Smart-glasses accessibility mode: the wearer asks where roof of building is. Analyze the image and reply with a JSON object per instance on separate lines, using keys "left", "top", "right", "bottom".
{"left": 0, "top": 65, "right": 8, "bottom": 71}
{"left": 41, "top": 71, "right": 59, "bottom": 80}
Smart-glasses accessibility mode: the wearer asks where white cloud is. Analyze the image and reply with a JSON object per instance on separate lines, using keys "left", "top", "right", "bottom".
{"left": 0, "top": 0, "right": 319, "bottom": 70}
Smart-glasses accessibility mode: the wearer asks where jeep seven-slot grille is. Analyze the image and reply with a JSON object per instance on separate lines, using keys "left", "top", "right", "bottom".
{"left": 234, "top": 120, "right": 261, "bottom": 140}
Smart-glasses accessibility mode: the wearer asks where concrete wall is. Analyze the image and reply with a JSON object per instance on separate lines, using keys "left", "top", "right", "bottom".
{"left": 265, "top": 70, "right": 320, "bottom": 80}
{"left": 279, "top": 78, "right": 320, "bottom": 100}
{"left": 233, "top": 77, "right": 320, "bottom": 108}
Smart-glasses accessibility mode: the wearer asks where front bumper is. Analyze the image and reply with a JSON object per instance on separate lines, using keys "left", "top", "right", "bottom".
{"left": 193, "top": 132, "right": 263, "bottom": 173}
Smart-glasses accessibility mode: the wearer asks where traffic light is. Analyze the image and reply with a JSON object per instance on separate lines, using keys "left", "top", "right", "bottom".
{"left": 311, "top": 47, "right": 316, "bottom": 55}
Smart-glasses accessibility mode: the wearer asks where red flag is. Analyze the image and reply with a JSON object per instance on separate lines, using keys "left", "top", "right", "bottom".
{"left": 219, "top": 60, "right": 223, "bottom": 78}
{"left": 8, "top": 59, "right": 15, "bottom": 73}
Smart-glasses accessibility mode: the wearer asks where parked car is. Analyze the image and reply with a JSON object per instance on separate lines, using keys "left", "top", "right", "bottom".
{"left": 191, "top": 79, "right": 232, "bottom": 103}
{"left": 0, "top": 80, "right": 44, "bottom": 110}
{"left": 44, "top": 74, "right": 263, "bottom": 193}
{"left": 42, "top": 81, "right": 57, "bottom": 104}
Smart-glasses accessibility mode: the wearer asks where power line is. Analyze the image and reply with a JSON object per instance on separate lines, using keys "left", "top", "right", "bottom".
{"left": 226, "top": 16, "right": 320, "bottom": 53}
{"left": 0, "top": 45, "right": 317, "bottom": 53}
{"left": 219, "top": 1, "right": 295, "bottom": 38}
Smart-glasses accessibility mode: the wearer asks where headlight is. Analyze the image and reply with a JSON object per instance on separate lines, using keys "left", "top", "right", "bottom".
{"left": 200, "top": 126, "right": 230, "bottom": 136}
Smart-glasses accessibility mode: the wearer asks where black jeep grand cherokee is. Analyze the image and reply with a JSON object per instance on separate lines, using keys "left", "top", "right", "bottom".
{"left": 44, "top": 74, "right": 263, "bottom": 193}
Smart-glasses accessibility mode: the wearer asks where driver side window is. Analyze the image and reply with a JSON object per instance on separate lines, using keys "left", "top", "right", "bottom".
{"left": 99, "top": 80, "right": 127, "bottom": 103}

------

### INSTRUCTIONS FOR THE TASK
Print the whole listing once more, exactly as it stands.

### EXPECTED ANSWER
Smart-glasses accessibility mode: the wearer asks where roof of building is. Analyze the image and reply with a JSON object per instance on separate lines, using keys "left", "top", "right", "bottom".
{"left": 0, "top": 65, "right": 8, "bottom": 71}
{"left": 41, "top": 71, "right": 59, "bottom": 80}
Smart-glasses accessibility mode: the wearer asks where white cloud is. Analyze the image and reply with a JSON object per instance on separate lines, using keys "left", "top", "right", "bottom".
{"left": 0, "top": 0, "right": 319, "bottom": 70}
Smart-glasses accessibility mode: the wearer asks where jeep seven-slot grille is. Analyze the image and reply with a JSON object per instance on separate lines, using keys "left", "top", "right", "bottom".
{"left": 234, "top": 120, "right": 261, "bottom": 140}
Smart-glasses accessibility mode: the wearer asks where concrete wall is. Analyze the image and reply with a JSON object per instance on separate lines, using keys "left", "top", "right", "bottom".
{"left": 265, "top": 70, "right": 320, "bottom": 80}
{"left": 279, "top": 78, "right": 320, "bottom": 100}
{"left": 233, "top": 77, "right": 320, "bottom": 108}
Smart-glasses accessibility mode: the wearer asks where front bumper is. Analyze the image and reply with a JSON object per instance on separate lines, using keys "left", "top", "right", "bottom".
{"left": 193, "top": 132, "right": 263, "bottom": 173}
Smart-glasses accessibility mode: the wearer asks where traffic light is. Analyze the image and reply with a JSON object per instance on separate lines, using keys "left", "top", "right", "bottom".
{"left": 311, "top": 47, "right": 316, "bottom": 55}
Smart-glasses accessibility mode: the wearer asks where red flag is. Analyze the image and reply with a JSON object per instance on separate lines, using keys "left", "top", "right", "bottom".
{"left": 219, "top": 60, "right": 223, "bottom": 78}
{"left": 8, "top": 59, "right": 15, "bottom": 73}
Smart-glasses accessibility mode: the wearer asks where parked car is. Analyze the image and reply with a JSON object per instance on separate lines, using keys "left", "top", "right", "bottom".
{"left": 191, "top": 79, "right": 232, "bottom": 103}
{"left": 0, "top": 80, "right": 44, "bottom": 110}
{"left": 44, "top": 74, "right": 263, "bottom": 193}
{"left": 42, "top": 81, "right": 57, "bottom": 104}
Smart-glasses accessibility mode: the wearer asks where power line is. Analyze the image and reply with a JSON object per instance on separate lines, using keys "left", "top", "right", "bottom".
{"left": 226, "top": 16, "right": 320, "bottom": 53}
{"left": 0, "top": 45, "right": 317, "bottom": 53}
{"left": 219, "top": 1, "right": 295, "bottom": 38}
Smart-glasses accessibility mode: the wearer asks where headlight is. Analyze the image and reply with a JSON object per instance on separate lines, using keys "left", "top", "right", "bottom".
{"left": 200, "top": 126, "right": 230, "bottom": 136}
Smart-glasses accessibility mode: the wearer asks where black jeep grand cherokee is. Analyze the image and reply with a JSON object per instance on separate lines, using keys "left", "top", "right", "bottom".
{"left": 44, "top": 74, "right": 263, "bottom": 193}
Smart-glasses accessibility mode: the wearer asks where driver side window is. Analyze the image and reply with a JSON object per instance on separate lines, using keys "left", "top", "right", "bottom".
{"left": 99, "top": 80, "right": 127, "bottom": 103}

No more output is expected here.